--- Brief 1 ---
Find every line in the rows below that contains the string "segment", treating uppercase and lowercase as distinct, and copy each of those lines.

--- Source text ---
----
If you've ever needed to grab files in bulk, you know the pain of clicking download links one by one. That's where combining Python and wget shines. Instead of re-implementing HTTP requests yourself, you can call the battle-tested wget
tool straight from a Python script and let it handle the heavy lifting.
In this guide, we'll set up wget
, explain how to run it from Python using subprocess, and walk through three copy-paste commands that cover almost everything you'll ever need: downloading a file, saving it with a custom name or folder, and resuming interrupted transfers. Let's get started!

Quick answer (TL;DR)
If you just need the basics, here's the fast track.
1. Install wget
# Ubuntu/Debian
sudo apt-get update && sudo apt-get install -y wget
# macOS
brew install wget
# Windows (choco)
choco install wget
2. Write a Python script to use wget with subprocess
import subprocess, os, time
# URL to download
url = "https://getsamplefiles.com/download/zip/sample-1.zip"
# Here are a few common approaches:
## 1. Basic download
subprocess.run(["wget", url])
## 2. Custom filename + folder
os.makedirs("downloads", exist_ok=True)
subprocess.run(["wget", "-O", "downloads/myfile.zip", url])
## 3. Resume interrupted download
subprocess.run(["wget", "--continue", url])
That's it:
- Grab the file with the default name.
- Save it as
downloads/myfile.zip
. - Resume if the file is already partially downloaded.
Why use wget?
wget
is a cross-platform command-line tool for downloading files over HTTP, HTTPS, and FTP. It's been around for decades, and developers still reach for it because it's reliable, flexible, and dead simple to use.
----
--- Raw records ---
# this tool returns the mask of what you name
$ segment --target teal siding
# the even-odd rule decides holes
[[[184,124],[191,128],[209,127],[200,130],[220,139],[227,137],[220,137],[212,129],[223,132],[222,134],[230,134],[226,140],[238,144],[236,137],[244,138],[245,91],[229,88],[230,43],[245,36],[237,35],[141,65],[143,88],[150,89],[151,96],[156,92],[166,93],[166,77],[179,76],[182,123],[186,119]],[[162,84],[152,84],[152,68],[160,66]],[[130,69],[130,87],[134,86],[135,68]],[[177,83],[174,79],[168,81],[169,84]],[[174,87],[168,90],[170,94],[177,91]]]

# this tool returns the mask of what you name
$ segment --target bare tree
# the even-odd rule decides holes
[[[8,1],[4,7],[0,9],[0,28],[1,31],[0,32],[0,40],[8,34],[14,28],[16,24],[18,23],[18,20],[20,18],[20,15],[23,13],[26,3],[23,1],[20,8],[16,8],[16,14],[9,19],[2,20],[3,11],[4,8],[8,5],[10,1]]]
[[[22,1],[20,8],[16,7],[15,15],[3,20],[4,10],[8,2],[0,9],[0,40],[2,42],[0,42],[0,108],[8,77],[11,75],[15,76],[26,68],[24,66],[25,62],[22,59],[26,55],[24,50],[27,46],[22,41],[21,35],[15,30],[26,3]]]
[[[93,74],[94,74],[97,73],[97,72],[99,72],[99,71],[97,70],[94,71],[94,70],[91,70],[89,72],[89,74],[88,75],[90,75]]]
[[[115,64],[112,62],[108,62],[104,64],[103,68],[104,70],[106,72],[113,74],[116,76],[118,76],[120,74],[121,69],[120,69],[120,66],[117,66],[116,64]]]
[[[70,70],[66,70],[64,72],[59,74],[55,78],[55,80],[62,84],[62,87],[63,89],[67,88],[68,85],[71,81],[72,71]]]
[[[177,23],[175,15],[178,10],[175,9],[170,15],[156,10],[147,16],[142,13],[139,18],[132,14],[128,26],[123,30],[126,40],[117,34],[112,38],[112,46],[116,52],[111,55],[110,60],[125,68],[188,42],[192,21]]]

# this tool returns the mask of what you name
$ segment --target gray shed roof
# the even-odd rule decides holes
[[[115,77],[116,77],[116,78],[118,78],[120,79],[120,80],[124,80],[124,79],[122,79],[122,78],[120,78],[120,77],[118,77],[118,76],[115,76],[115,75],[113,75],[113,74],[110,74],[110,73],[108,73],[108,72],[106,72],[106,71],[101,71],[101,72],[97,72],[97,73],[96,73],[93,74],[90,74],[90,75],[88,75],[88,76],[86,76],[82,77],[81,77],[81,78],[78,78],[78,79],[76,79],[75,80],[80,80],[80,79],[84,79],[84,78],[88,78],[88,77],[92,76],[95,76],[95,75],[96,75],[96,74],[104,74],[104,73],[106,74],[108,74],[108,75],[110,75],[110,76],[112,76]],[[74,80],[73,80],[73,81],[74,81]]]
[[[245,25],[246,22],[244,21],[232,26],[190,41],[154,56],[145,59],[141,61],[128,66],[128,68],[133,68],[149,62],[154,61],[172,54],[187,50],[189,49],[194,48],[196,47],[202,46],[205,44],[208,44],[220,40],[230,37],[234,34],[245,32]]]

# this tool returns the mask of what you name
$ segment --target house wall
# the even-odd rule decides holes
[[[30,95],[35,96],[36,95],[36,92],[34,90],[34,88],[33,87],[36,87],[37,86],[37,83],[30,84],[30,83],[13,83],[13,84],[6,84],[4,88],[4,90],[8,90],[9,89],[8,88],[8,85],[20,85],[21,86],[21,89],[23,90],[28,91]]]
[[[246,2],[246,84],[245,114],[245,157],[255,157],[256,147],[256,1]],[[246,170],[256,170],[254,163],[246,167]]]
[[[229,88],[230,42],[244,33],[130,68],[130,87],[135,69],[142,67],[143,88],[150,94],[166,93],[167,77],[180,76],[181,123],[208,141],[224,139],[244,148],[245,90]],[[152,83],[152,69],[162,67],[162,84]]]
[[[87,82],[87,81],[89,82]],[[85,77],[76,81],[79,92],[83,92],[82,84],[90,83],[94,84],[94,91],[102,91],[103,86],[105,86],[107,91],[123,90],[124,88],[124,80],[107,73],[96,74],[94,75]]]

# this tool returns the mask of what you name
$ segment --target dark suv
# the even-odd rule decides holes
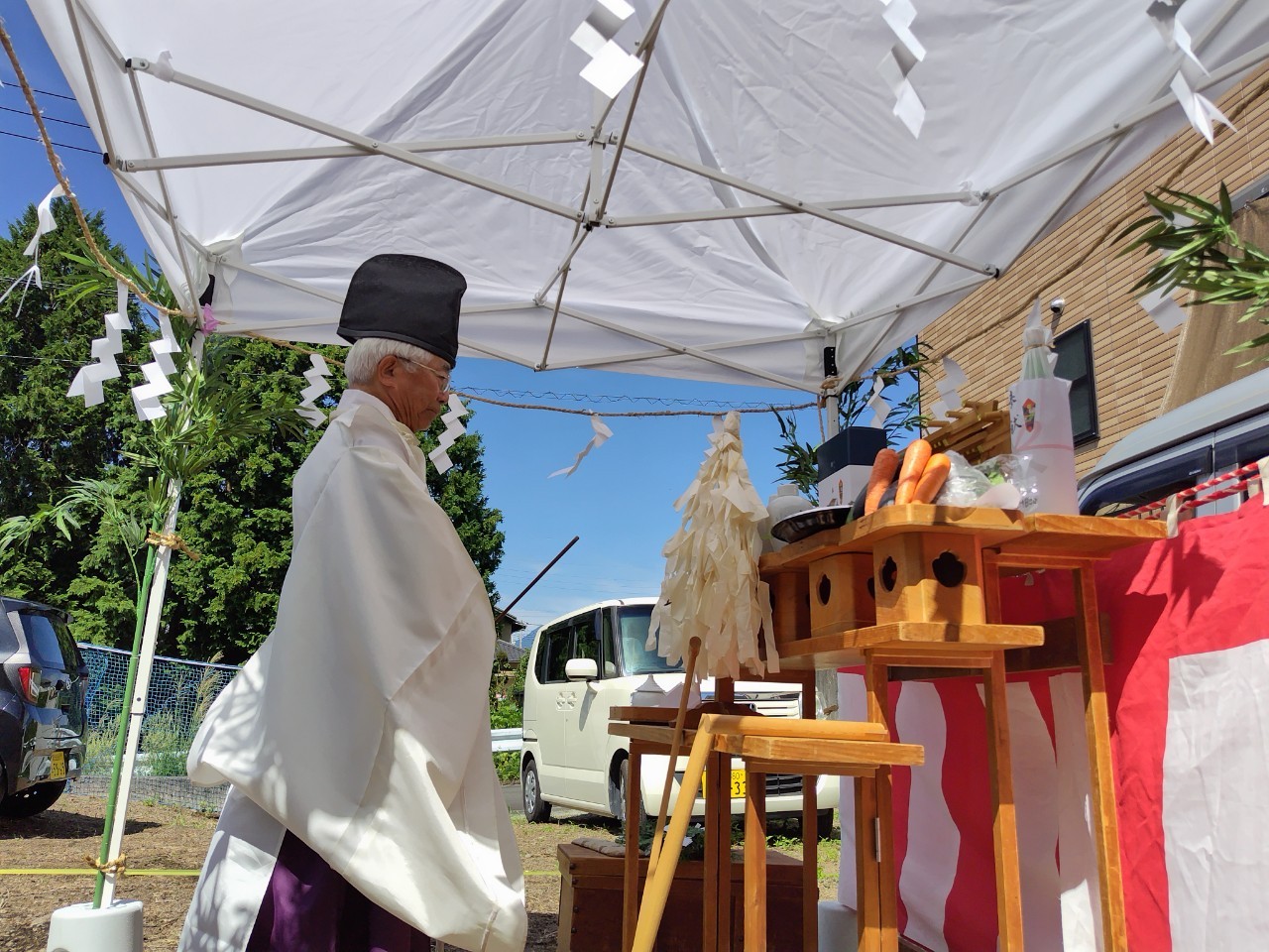
[[[66,612],[0,603],[0,816],[34,816],[84,763],[88,665]]]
----
--- Brief 2 ---
Extend the guide to using wget from Python, picking up after its last sentence.

--- Final answer 1 ---
$ segment --target teal siding
$ segment --target bare tree
$ segment --target gray shed roof
$ segment --target house wall
$ segment --target dark suv

--- Final answer 2 ---
Two features make it stand out:
- Robustness — if your connection drops,
wget
can pick up right where it left off instead of starting over from zero. - Recursive downloads — with the right flags,
wget
can follow links on a page and slurp down entire directory trees, not just single files.
That combo makes it perfect for scripting and automation, especially when you pair it with Python.
Installing and setting up wget for Python scripts
Before we start automating downloads, there are two pieces you need in place:
- Python — where we'll write the automation logic.
- wget — the star of the show, a command-line tool for fetching files over HTTP, HTTPS, and FTP.
Since wget
is an external program and not a Python package, we'll call it from Python using the built-in subprocess
module. Think of it like typing the same command in your terminal, just wrapped in Python code. This keeps things simple: no need to reinvent downloading when wget
already does the heavy lifting.
Setting up Python 3
First, check you're on Python 3.10 or later:
python --version
pip --version
(Some systems use python3 and pip3 instead.)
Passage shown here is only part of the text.